Give the data back exactly. Leave out any images.
(Beginning of Listed entries)
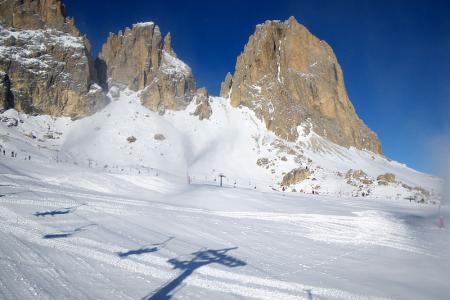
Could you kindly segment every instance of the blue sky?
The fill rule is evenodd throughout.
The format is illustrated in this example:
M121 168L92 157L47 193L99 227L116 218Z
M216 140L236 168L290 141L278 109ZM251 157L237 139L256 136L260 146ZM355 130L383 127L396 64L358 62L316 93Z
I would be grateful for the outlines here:
M199 86L217 95L255 25L295 16L334 49L358 115L385 154L436 173L433 146L450 139L450 2L66 0L98 52L109 32L154 21L172 34Z

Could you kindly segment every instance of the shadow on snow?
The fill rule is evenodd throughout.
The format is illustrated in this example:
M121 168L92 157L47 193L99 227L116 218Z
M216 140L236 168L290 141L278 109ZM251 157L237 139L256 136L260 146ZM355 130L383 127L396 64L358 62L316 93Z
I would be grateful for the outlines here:
M117 252L117 255L121 258L125 258L130 255L140 255L140 254L144 254L144 253L156 252L158 250L159 250L158 247L152 247L152 248L147 247L147 248L140 248L140 249L136 249L136 250L128 250L127 252Z
M42 211L42 212L35 212L33 215L35 217L46 217L46 216L56 216L56 215L65 215L68 214L70 212L74 212L78 207L83 206L85 204L81 204L81 205L77 205L77 206L73 206L73 207L67 207L67 208L63 208L60 210L50 210L50 211Z
M235 250L237 247L218 249L218 250L200 250L192 253L192 258L187 260L179 260L178 258L169 259L168 263L173 269L180 269L182 272L170 282L164 284L155 290L151 295L143 298L147 300L166 300L171 299L177 288L181 287L183 281L189 277L195 270L209 264L219 264L229 268L242 267L246 263L227 253Z
M157 244L152 244L150 246L154 246L154 247L141 247L139 249L135 249L135 250L128 250L126 252L117 252L117 255L120 258L126 258L130 255L141 255L141 254L145 254L145 253L151 253L151 252L156 252L158 250L160 250L161 248L164 248L166 246L166 244L171 241L172 239L174 239L174 237L169 237L167 240L165 240L164 242L161 243L157 243Z
M97 225L97 224L84 225L84 226L75 228L74 230L63 231L61 233L49 233L49 234L44 235L42 238L43 239L60 239L60 238L71 237L72 235L74 235L78 232L85 231L87 227L95 226L95 225Z

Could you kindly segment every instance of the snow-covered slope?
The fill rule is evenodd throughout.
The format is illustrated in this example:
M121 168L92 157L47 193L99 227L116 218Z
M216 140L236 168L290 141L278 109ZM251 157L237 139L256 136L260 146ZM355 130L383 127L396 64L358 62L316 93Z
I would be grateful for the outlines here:
M80 120L0 116L0 299L450 293L448 228L438 226L448 206L439 215L403 199L418 192L406 184L435 201L437 178L336 146L307 124L287 143L228 99L211 98L200 121L194 104L161 116L129 90L109 96ZM299 167L311 176L281 193ZM398 182L379 185L384 173Z
M25 152L0 157L0 299L450 293L449 230L438 228L433 205L188 185L184 176L154 170L46 162L52 152L41 151L31 161ZM448 218L448 207L441 213Z
M307 123L297 129L298 141L290 143L266 130L249 109L232 108L228 99L211 97L212 116L200 121L192 115L194 103L161 116L143 107L130 90L114 88L109 96L105 109L76 121L7 111L1 144L20 156L107 172L163 171L196 182L214 182L222 173L228 186L281 190L286 173L308 168L311 175L287 191L431 201L440 197L438 178L333 144L309 131ZM8 127L8 122L17 126ZM364 173L358 177L356 170ZM376 178L385 173L394 174L395 182L379 184Z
(End of Listed entries)
## Solution for this exercise
Could you kindly segment every instance of the blue sky?
The fill rule is evenodd throughout.
The format is illustrated in this example:
M121 168L92 157L47 193L99 227L116 218Z
M216 140L236 168L290 141L278 109ZM251 157L237 139L256 136L260 146ZM355 130L383 127L396 64L358 62L316 93Z
I would be grateful for the outlines here:
M199 86L217 95L255 25L295 16L334 49L358 115L385 154L436 173L433 146L450 139L450 2L66 0L98 52L109 32L154 21L172 34Z

Could you kindly segment every instance of the shadow on snow?
The fill rule is evenodd throughout.
The format is illustrated in this example:
M121 168L92 157L47 193L99 227L116 218Z
M216 140L236 168L290 141L278 109ZM251 157L237 139L256 136L260 146ZM355 130L383 127L396 64L358 62L316 93Z
I would be grateful for the outlines here:
M117 252L117 255L121 258L125 258L130 255L140 255L140 254L144 254L144 253L156 252L158 250L159 250L158 247L152 247L152 248L147 247L147 248L140 248L140 249L136 249L136 250L128 250L127 252Z
M42 211L42 212L35 212L33 215L35 217L46 217L46 216L56 216L56 215L65 215L68 214L70 212L74 212L78 207L83 206L85 204L81 204L81 205L77 205L77 206L73 206L73 207L67 207L67 208L63 208L60 210L50 210L50 211Z
M235 250L237 247L218 249L218 250L200 250L192 253L192 258L187 260L179 260L178 258L169 259L168 263L173 269L180 269L182 272L170 282L164 284L155 290L151 295L143 298L147 300L166 300L171 299L177 288L181 287L183 281L189 277L195 270L209 264L219 264L229 268L242 267L246 263L227 253Z
M157 244L152 244L150 246L154 246L154 247L141 247L139 249L135 249L135 250L128 250L126 252L117 252L117 255L120 258L126 258L130 255L141 255L141 254L145 254L145 253L151 253L151 252L156 252L158 250L160 250L161 248L164 248L166 246L166 244L171 241L172 239L174 239L174 237L169 237L167 240L165 240L164 242L161 243L157 243Z
M97 225L97 224L84 225L84 226L75 228L74 230L63 231L61 233L49 233L49 234L44 235L42 238L43 239L60 239L60 238L71 237L72 235L74 235L78 232L85 231L87 227L95 226L95 225Z

Could you kindly segment every instance of the snow-covered slope?
The fill rule is evenodd throughout.
The format is illustrated in this example:
M121 168L92 157L47 193L99 227L116 218Z
M216 140L236 168L290 141L278 109ZM251 157L237 139L256 136L260 146ZM355 130L383 127L396 64L358 62L316 93Z
I would be grateful for the outlines here:
M80 120L0 116L0 299L450 293L448 228L438 226L448 206L439 215L403 199L418 192L406 184L435 201L437 178L336 146L307 124L287 143L228 99L211 98L200 121L194 104L161 116L129 90L109 96ZM299 167L311 176L281 193ZM398 182L379 185L384 173Z
M25 152L0 157L0 299L450 293L449 230L438 228L433 205L188 185L184 176L154 170L46 162L52 152L41 151L31 161ZM448 218L448 207L441 213Z
M307 123L297 129L298 141L290 143L266 130L249 109L232 108L228 99L211 97L212 116L200 121L192 115L194 103L161 116L143 107L130 90L114 88L109 96L105 109L76 121L7 111L1 144L20 156L107 172L163 171L196 182L214 182L222 173L228 186L281 190L286 173L308 168L311 175L287 191L431 201L440 197L438 178L333 144L309 131ZM8 127L8 122L17 126ZM364 173L358 177L356 170ZM376 178L385 173L394 174L395 182L379 184Z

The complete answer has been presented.